Segment Open

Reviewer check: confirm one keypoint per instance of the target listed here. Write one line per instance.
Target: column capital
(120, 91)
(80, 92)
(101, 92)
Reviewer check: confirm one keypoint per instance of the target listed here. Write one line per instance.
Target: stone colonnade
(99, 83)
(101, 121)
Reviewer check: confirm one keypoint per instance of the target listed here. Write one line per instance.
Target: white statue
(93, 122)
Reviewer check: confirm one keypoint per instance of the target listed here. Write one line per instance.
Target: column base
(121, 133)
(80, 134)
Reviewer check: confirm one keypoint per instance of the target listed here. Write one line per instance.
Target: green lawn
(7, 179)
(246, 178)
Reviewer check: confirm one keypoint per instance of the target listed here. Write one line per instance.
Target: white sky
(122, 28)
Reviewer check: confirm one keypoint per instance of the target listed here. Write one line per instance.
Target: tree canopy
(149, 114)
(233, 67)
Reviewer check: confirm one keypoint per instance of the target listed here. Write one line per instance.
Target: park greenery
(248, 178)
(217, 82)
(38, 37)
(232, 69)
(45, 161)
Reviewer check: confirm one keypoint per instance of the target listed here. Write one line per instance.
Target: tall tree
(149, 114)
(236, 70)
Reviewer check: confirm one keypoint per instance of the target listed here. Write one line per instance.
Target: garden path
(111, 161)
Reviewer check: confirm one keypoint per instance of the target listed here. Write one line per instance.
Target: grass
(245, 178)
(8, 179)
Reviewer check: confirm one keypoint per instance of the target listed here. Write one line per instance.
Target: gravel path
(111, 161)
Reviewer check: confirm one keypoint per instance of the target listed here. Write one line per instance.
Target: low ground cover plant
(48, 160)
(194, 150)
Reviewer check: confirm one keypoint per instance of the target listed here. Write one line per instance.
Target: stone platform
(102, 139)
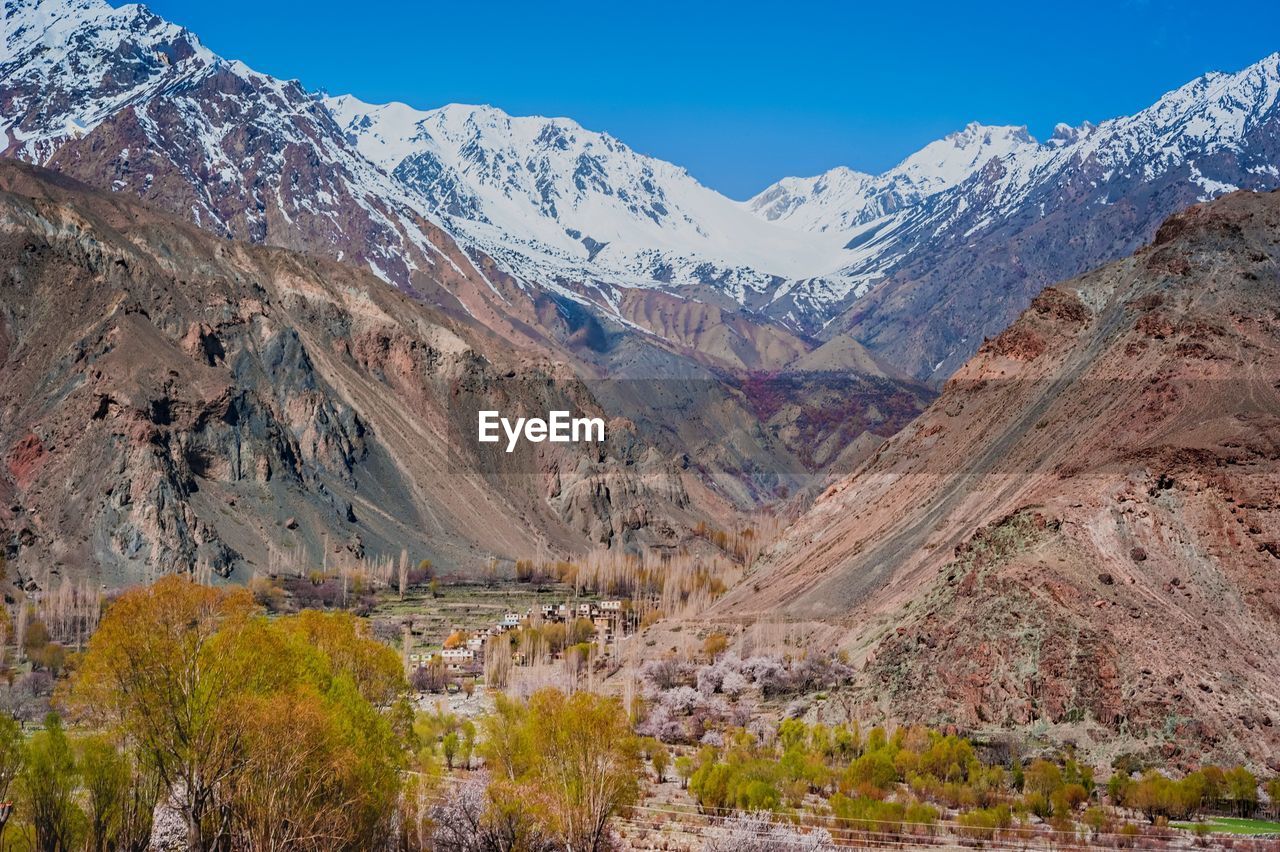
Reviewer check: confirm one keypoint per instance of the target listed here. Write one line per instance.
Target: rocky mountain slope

Segment Closed

** Task prompt **
Copy out, with no pictures, the lines from the one containing "Target: park greenery" through the last line of the data above, both ends included and each word unchanged.

** Your solution **
Target: park greenery
(248, 178)
(217, 82)
(38, 37)
(232, 69)
(45, 161)
Reviewer check: confirm one keypoint per instance of the target listed here. Write one line per instance.
Target: tall tree
(149, 114)
(236, 70)
Reviewer check: confirm one keypoint per instance of the target listed here. Write one line per instance.
Target: garden path
(111, 161)
Reviewer check: confirm one keypoint per instance of the target listed here. Write one line per instance.
Target: grass
(245, 178)
(8, 179)
Reviewer check: confirm one keypoint per instance of the target listed here. Write one line per instance.
Target: gravel path
(111, 161)
Reviewer check: confirm one keypoint per instance of the target listed here. Write one line per instance.
Target: low ground cover plant
(48, 160)
(194, 150)
Reviewer check: confirm one keypoint per instance of the target listed here. Write one line per instance.
Target: stone platform
(102, 139)
Reviewer check: confirm one keypoint per instance of the target listed here. Write one line per instance.
Target: rocky mountain slope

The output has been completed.